» **Work task**: Say how many lines in the entries hold the word "leaf", and reply with that number only.

Records supplied section start

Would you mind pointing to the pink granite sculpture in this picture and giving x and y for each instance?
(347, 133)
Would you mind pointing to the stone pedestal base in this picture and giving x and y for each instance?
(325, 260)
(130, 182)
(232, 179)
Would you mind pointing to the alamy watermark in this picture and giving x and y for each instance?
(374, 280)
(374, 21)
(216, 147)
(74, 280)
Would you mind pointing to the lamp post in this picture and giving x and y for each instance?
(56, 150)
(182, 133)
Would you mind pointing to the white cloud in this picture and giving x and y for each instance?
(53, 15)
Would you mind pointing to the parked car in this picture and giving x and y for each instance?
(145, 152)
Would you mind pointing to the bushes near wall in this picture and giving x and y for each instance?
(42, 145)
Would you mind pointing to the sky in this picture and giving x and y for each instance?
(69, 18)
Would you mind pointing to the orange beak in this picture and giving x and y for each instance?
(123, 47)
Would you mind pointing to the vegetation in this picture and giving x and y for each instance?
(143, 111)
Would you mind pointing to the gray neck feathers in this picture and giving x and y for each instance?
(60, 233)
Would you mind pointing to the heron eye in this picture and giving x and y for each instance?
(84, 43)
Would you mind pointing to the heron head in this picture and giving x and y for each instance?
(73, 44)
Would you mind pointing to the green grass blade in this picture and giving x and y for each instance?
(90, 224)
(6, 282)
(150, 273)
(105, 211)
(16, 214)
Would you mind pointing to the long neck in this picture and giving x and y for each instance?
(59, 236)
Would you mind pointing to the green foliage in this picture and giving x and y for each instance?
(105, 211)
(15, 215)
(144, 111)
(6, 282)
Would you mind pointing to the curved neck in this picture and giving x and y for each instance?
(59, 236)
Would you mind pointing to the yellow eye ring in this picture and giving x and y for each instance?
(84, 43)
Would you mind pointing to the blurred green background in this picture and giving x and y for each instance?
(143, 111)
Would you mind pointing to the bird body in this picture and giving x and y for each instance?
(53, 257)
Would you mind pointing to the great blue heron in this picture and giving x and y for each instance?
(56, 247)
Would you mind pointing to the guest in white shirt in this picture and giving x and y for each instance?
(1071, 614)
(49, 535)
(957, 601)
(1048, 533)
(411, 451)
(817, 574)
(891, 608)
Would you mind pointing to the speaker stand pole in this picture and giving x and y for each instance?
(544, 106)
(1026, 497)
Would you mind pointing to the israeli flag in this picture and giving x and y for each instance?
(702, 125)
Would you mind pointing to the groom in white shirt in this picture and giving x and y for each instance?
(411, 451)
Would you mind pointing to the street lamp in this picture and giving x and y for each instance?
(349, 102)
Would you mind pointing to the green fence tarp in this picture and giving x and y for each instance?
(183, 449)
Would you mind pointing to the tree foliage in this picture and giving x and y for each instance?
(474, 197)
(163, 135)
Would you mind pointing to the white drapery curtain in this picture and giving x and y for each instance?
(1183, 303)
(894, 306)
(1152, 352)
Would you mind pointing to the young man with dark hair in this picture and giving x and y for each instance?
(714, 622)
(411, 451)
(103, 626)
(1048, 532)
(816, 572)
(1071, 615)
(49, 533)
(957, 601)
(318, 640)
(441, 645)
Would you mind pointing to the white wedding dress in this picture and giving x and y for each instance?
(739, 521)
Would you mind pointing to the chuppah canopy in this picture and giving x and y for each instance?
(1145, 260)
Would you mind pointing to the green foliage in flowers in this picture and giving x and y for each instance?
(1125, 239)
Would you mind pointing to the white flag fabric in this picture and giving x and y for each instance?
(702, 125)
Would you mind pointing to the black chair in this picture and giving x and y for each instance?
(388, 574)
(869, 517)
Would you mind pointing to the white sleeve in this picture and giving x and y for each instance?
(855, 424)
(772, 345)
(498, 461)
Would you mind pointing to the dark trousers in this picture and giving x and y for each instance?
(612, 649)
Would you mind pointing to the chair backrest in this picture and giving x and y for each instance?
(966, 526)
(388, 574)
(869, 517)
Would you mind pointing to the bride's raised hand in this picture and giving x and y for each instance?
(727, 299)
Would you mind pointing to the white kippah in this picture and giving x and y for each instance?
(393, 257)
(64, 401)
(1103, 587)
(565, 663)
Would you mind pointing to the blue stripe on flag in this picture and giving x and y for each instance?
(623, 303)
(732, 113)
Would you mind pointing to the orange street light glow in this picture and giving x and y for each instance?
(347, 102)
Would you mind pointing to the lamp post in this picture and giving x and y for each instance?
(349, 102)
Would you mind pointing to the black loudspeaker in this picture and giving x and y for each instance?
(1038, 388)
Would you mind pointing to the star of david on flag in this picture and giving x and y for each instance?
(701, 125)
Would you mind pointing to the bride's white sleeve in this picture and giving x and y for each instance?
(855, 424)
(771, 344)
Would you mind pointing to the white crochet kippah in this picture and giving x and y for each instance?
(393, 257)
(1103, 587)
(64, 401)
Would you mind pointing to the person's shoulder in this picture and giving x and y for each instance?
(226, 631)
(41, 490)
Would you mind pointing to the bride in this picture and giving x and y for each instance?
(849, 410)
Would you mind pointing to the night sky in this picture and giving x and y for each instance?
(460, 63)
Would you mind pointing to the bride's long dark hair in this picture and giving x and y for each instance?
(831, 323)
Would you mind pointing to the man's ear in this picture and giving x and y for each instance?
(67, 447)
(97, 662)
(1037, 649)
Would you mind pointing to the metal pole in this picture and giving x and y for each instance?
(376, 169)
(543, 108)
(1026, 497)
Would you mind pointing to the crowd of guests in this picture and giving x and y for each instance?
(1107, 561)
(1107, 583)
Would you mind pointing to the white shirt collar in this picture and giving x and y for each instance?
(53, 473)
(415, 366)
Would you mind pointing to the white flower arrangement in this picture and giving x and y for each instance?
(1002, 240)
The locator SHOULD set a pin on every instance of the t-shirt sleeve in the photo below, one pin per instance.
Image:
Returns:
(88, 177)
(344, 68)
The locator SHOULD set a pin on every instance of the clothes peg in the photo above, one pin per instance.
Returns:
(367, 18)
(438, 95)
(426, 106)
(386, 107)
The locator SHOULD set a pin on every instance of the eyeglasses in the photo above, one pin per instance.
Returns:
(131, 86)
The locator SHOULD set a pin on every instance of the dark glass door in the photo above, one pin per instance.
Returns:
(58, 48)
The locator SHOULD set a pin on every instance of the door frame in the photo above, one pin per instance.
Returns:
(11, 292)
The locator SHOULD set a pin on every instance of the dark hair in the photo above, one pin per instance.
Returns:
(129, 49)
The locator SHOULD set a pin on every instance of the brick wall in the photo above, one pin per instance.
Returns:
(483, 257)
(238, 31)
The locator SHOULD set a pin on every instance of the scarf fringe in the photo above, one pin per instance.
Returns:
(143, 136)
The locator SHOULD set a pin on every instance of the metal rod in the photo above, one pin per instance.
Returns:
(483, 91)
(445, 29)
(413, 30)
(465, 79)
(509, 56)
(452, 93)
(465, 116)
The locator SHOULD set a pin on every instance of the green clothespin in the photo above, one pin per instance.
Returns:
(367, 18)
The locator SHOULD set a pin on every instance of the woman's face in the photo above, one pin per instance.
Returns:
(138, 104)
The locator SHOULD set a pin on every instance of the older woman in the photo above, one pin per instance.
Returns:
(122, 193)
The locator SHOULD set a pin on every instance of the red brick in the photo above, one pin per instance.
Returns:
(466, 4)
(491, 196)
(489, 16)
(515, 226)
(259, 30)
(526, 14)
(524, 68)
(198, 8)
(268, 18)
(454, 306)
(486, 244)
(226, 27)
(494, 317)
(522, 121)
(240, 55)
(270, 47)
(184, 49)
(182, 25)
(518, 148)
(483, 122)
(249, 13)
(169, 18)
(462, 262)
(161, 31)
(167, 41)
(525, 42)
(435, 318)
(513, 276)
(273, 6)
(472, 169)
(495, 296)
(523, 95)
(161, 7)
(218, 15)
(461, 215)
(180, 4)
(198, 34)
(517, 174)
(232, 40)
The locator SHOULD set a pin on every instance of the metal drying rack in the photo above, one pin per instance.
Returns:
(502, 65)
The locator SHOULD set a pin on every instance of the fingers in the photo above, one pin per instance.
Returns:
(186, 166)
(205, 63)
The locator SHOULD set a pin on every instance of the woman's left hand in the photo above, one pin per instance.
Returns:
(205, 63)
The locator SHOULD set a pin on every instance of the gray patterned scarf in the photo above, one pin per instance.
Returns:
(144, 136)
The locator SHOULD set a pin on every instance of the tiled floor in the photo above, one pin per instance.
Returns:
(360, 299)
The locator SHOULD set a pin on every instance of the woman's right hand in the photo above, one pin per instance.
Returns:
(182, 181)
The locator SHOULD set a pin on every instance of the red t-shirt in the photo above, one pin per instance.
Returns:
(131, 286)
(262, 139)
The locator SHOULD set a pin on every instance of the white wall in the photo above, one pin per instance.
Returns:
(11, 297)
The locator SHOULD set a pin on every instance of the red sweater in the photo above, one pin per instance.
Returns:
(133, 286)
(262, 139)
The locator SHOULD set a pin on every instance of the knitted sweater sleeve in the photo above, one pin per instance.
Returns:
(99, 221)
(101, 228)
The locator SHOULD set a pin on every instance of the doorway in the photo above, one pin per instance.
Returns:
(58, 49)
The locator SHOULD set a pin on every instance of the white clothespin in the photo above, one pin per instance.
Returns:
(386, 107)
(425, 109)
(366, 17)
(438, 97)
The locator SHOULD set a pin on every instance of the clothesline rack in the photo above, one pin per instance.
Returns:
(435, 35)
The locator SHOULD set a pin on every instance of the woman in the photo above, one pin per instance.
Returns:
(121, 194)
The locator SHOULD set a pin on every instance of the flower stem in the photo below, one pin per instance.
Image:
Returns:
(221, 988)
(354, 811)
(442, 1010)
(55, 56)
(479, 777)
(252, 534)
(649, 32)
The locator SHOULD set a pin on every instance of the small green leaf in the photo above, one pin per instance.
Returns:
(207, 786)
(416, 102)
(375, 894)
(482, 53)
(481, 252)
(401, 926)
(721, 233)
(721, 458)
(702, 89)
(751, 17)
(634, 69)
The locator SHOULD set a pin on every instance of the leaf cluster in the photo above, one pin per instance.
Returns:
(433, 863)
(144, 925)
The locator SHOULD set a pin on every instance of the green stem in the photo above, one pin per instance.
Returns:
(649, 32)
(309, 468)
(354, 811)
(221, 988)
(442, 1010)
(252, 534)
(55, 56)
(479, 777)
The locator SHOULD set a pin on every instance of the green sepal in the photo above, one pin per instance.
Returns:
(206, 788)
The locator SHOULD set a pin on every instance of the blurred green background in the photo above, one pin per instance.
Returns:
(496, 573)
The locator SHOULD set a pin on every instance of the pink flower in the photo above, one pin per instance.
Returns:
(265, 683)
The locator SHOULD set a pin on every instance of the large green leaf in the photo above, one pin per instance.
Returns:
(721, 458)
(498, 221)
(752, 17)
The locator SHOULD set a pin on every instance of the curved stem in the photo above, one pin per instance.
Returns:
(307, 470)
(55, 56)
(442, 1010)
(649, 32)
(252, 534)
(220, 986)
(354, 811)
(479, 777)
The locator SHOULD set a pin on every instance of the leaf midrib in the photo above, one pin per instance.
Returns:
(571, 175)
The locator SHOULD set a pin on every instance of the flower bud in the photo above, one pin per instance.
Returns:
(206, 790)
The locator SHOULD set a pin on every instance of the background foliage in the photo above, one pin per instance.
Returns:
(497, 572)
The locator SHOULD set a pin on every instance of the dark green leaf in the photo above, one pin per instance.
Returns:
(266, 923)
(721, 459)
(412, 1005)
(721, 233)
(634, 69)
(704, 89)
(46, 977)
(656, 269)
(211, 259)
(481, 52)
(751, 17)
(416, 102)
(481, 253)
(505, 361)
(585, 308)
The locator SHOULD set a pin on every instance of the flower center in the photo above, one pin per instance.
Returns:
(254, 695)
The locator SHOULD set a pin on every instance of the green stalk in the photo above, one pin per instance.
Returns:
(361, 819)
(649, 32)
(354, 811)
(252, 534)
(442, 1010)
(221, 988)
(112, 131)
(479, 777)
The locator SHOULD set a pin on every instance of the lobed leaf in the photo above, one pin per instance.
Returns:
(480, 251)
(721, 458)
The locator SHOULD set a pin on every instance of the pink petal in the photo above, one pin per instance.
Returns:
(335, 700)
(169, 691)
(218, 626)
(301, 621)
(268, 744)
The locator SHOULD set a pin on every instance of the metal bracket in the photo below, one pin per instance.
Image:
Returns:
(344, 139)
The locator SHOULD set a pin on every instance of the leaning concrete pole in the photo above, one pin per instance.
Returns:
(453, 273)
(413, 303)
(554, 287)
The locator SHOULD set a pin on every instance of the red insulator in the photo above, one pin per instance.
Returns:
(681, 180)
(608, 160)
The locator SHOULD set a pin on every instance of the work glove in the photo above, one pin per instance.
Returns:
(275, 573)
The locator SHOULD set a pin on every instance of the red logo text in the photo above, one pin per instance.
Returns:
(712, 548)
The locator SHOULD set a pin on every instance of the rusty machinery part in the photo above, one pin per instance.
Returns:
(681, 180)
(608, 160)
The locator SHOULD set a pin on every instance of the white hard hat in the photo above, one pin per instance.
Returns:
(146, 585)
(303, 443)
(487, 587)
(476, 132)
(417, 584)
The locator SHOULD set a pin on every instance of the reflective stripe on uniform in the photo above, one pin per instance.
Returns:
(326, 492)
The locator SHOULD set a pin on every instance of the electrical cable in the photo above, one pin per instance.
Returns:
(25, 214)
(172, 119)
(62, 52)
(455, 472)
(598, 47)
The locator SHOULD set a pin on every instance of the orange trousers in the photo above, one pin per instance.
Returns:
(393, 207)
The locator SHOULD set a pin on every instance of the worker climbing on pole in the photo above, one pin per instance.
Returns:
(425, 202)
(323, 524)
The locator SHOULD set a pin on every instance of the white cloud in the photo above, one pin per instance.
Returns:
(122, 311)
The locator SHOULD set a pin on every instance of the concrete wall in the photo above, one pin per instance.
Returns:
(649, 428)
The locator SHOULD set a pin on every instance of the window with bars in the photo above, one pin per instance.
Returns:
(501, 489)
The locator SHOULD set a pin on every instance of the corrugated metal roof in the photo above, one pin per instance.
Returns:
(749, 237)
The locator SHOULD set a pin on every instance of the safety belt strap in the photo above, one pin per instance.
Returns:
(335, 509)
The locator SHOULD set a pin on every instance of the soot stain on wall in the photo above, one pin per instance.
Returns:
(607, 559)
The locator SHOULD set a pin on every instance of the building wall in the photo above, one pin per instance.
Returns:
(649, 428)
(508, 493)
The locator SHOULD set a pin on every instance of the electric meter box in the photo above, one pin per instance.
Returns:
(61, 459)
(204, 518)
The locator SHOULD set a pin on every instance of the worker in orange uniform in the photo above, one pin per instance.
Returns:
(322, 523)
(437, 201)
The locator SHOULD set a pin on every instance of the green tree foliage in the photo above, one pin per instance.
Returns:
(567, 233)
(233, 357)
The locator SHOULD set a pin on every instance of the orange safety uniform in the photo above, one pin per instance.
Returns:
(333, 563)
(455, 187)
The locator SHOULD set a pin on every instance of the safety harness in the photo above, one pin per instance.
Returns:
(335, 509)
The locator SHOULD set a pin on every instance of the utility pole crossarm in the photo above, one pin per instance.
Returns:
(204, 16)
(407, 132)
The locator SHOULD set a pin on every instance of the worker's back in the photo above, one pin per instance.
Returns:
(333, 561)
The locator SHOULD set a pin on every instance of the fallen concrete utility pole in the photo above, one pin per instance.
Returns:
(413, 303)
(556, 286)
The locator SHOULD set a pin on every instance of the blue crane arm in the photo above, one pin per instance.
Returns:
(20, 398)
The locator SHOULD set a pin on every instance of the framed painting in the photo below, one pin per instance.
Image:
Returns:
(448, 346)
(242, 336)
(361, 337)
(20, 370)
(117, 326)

Records supplied section end

» **Output of the task**: 6